Stored entries
== Segment start ==
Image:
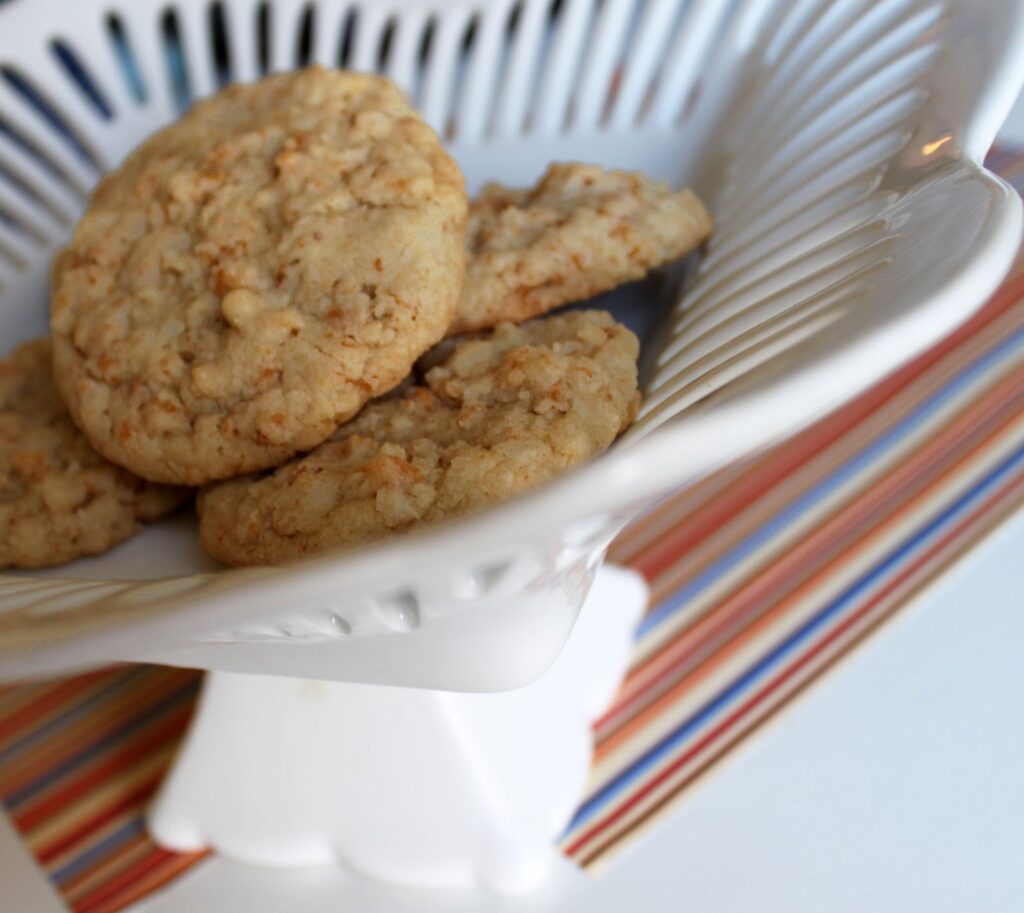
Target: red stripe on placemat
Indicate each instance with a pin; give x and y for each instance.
(1013, 489)
(798, 563)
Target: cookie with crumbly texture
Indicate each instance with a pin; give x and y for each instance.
(255, 272)
(59, 500)
(581, 231)
(496, 416)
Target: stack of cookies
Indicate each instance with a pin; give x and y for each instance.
(286, 301)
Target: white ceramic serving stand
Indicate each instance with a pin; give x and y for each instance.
(426, 788)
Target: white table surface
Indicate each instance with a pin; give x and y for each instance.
(896, 783)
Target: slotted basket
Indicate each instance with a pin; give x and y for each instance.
(838, 142)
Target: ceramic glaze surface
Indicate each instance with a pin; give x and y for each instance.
(426, 788)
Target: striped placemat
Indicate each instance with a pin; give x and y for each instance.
(761, 578)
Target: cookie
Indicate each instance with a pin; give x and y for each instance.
(495, 417)
(581, 231)
(59, 500)
(255, 272)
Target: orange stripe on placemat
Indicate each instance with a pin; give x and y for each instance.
(168, 867)
(135, 797)
(40, 710)
(91, 731)
(112, 894)
(777, 606)
(164, 731)
(785, 459)
(1003, 401)
(1000, 506)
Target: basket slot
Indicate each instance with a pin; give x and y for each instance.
(368, 38)
(846, 118)
(602, 61)
(702, 23)
(286, 24)
(220, 45)
(176, 59)
(467, 52)
(441, 71)
(100, 62)
(525, 36)
(145, 34)
(346, 39)
(559, 74)
(40, 131)
(123, 53)
(644, 58)
(483, 64)
(328, 29)
(866, 158)
(242, 18)
(784, 31)
(195, 20)
(29, 210)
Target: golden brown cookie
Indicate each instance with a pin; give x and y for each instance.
(255, 272)
(495, 417)
(59, 500)
(581, 231)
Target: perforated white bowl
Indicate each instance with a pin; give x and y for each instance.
(838, 141)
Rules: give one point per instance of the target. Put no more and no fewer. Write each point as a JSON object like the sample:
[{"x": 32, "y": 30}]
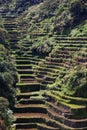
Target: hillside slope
[{"x": 48, "y": 41}]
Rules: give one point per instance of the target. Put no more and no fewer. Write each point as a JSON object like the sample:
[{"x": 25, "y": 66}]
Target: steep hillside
[{"x": 48, "y": 47}]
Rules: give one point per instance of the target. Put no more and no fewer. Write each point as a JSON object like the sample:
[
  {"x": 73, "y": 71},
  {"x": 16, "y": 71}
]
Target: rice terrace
[{"x": 43, "y": 64}]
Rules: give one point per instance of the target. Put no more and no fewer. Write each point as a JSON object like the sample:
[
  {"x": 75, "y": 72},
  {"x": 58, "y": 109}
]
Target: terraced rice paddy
[{"x": 39, "y": 108}]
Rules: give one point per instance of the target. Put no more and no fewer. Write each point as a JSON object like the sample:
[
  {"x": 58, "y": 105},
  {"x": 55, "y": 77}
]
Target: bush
[{"x": 5, "y": 113}]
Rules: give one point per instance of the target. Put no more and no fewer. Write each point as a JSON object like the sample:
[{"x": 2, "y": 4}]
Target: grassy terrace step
[
  {"x": 24, "y": 66},
  {"x": 30, "y": 58},
  {"x": 32, "y": 95},
  {"x": 25, "y": 87},
  {"x": 72, "y": 38},
  {"x": 75, "y": 100},
  {"x": 68, "y": 45},
  {"x": 64, "y": 103},
  {"x": 32, "y": 108},
  {"x": 26, "y": 126},
  {"x": 27, "y": 80},
  {"x": 26, "y": 62},
  {"x": 31, "y": 101},
  {"x": 27, "y": 75},
  {"x": 49, "y": 69},
  {"x": 71, "y": 42},
  {"x": 67, "y": 122},
  {"x": 45, "y": 127},
  {"x": 25, "y": 71}
]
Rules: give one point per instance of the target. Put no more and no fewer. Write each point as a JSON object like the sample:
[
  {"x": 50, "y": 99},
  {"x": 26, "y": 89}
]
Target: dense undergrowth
[
  {"x": 8, "y": 79},
  {"x": 42, "y": 25}
]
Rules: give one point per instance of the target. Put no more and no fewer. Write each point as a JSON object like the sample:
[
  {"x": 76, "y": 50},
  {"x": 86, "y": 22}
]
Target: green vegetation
[{"x": 46, "y": 43}]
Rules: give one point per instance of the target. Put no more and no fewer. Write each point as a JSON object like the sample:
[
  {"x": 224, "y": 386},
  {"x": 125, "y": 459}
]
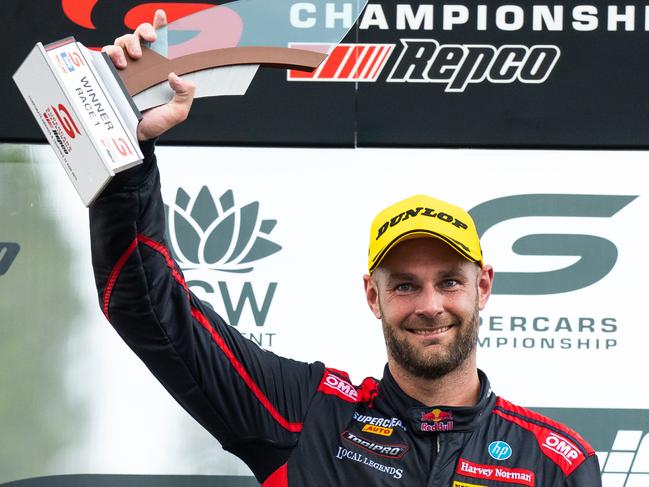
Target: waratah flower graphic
[{"x": 215, "y": 234}]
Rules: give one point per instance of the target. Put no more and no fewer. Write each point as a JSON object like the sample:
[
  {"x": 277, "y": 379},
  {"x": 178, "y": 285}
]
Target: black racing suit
[{"x": 295, "y": 423}]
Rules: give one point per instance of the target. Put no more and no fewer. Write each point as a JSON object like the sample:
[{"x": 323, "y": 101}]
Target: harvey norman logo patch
[{"x": 495, "y": 472}]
== Segment end ==
Assigned task
Your answer must be the lines from the opening line of the entries through the line holding "Target: white table surface", written out exactly and without any picture.

Reply to the exercise
Image:
Target: red stripe on placemat
Indicate each instance with a pin; give x and y for each instance.
(1013, 489)
(798, 563)
Target: cookie with crumbly texture
Indicate each instance with a pin; give x and y for each instance.
(255, 272)
(59, 500)
(581, 231)
(496, 416)
Target: stack of cookies
Indicate each instance with a pin; give x and y for each instance.
(286, 301)
Target: white ceramic serving stand
Indicate each instance with a pin; give x and y for each instance.
(426, 788)
Target: white table surface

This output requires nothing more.